Available data
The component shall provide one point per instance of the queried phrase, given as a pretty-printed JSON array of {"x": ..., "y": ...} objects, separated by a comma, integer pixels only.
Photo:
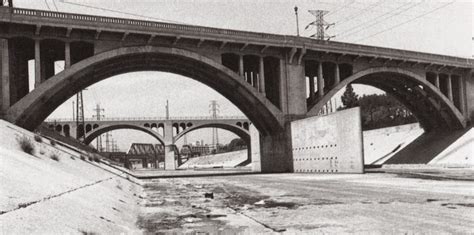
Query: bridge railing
[
  {"x": 151, "y": 119},
  {"x": 276, "y": 39},
  {"x": 159, "y": 25}
]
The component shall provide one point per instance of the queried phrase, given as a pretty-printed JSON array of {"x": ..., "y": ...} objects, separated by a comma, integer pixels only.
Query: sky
[{"x": 440, "y": 27}]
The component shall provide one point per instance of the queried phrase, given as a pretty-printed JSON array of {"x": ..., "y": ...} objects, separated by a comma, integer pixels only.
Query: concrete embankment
[{"x": 57, "y": 189}]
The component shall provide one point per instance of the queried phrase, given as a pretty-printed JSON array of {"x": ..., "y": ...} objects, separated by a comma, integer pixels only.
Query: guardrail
[
  {"x": 283, "y": 40},
  {"x": 184, "y": 118}
]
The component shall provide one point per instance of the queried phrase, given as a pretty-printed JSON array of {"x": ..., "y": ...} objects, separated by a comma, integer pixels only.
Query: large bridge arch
[
  {"x": 423, "y": 99},
  {"x": 102, "y": 130},
  {"x": 31, "y": 110},
  {"x": 243, "y": 134}
]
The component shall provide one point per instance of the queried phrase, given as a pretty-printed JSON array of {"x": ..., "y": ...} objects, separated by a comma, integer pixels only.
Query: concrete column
[
  {"x": 170, "y": 163},
  {"x": 311, "y": 87},
  {"x": 5, "y": 76},
  {"x": 67, "y": 55},
  {"x": 462, "y": 103},
  {"x": 450, "y": 88},
  {"x": 337, "y": 75},
  {"x": 437, "y": 80},
  {"x": 262, "y": 76},
  {"x": 241, "y": 65},
  {"x": 320, "y": 80},
  {"x": 38, "y": 72}
]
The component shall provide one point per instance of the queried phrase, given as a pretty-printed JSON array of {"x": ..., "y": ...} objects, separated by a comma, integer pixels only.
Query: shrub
[
  {"x": 54, "y": 157},
  {"x": 26, "y": 145},
  {"x": 38, "y": 139}
]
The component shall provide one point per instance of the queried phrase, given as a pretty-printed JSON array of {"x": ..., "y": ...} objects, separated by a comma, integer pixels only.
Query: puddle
[
  {"x": 275, "y": 204},
  {"x": 458, "y": 204}
]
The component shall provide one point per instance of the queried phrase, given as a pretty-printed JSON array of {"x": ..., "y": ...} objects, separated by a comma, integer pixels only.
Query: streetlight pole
[{"x": 297, "y": 22}]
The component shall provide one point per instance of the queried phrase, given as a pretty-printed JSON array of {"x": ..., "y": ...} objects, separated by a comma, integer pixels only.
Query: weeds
[
  {"x": 38, "y": 139},
  {"x": 26, "y": 145},
  {"x": 54, "y": 157}
]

Task item
Your copy of the data above should match it exactly, apart from the images.

Answer to this problem
The component shall provide one point per instance of the queried phrase, given as a pretty-printed JSON array of {"x": ..., "y": ...} objects, separated by a comma, integer pixels only.
Photo:
Query: bridge railing
[
  {"x": 151, "y": 119},
  {"x": 276, "y": 39},
  {"x": 159, "y": 25}
]
The component shall provide one point per instance of the queried phrase, given as a pretty-printed JSON array of {"x": ..., "y": ...} objects, separated by a comma, integer pixels only.
Query: sky
[{"x": 440, "y": 27}]
The component shall provide one point per instance of the queried phrase, given as a pretty-printed JSON array of {"x": ..., "y": ...} objects, separated by a comma, integer pixels only.
Query: concrete embankment
[{"x": 57, "y": 189}]
The component shall provide one point per instance of the queried phrase, given as a pretty-printed JSON array of {"x": ..., "y": ...} objects, separated by a comma, integer pixels only.
Query: guardrail
[
  {"x": 283, "y": 40},
  {"x": 184, "y": 118}
]
The component shall provide one point per instance of the queried phrase, given as a pretty-printed JSON array of {"x": ..., "y": ...} objects, separated by a comma, integer pixels only.
Query: large bridge arch
[
  {"x": 423, "y": 99},
  {"x": 102, "y": 130},
  {"x": 31, "y": 110},
  {"x": 243, "y": 134}
]
The component shall provide one point per instance of the queried phrase, given as a pretty-printed JSON array of {"x": ..., "y": ...} objects, separated by a comma, integer pixels only.
Query: concrete column
[
  {"x": 170, "y": 163},
  {"x": 311, "y": 87},
  {"x": 5, "y": 76},
  {"x": 67, "y": 55},
  {"x": 462, "y": 103},
  {"x": 450, "y": 88},
  {"x": 337, "y": 75},
  {"x": 437, "y": 80},
  {"x": 262, "y": 76},
  {"x": 241, "y": 65},
  {"x": 320, "y": 80},
  {"x": 38, "y": 72}
]
The component shall provide one point per instance of the queried phrase, given as a pretty-printed JSON array of {"x": ..., "y": ...} objects, separated by a comma, integer pixels only.
Query: shrub
[
  {"x": 54, "y": 157},
  {"x": 26, "y": 145},
  {"x": 38, "y": 139}
]
The component shall provide one point per instance of the queried phrase, given as a pretty-printed JSON array of {"x": ..., "y": ...} objects, separated by a comma, integer pixels only.
Query: puddle
[
  {"x": 275, "y": 204},
  {"x": 458, "y": 204}
]
The component shall provide one point per instance of the queried phrase, given as a pretty-printed JSON array of {"x": ..., "y": ...} objects, separated by a comma, integer pixels only.
Query: streetlight pole
[{"x": 297, "y": 22}]
The component shall provide one point per instance of the queried phrase, given as a pretty-printed JSON array of {"x": ..., "y": ...} objects, separated by a comma, integer pixels only.
Query: weeds
[
  {"x": 38, "y": 139},
  {"x": 26, "y": 145},
  {"x": 54, "y": 157}
]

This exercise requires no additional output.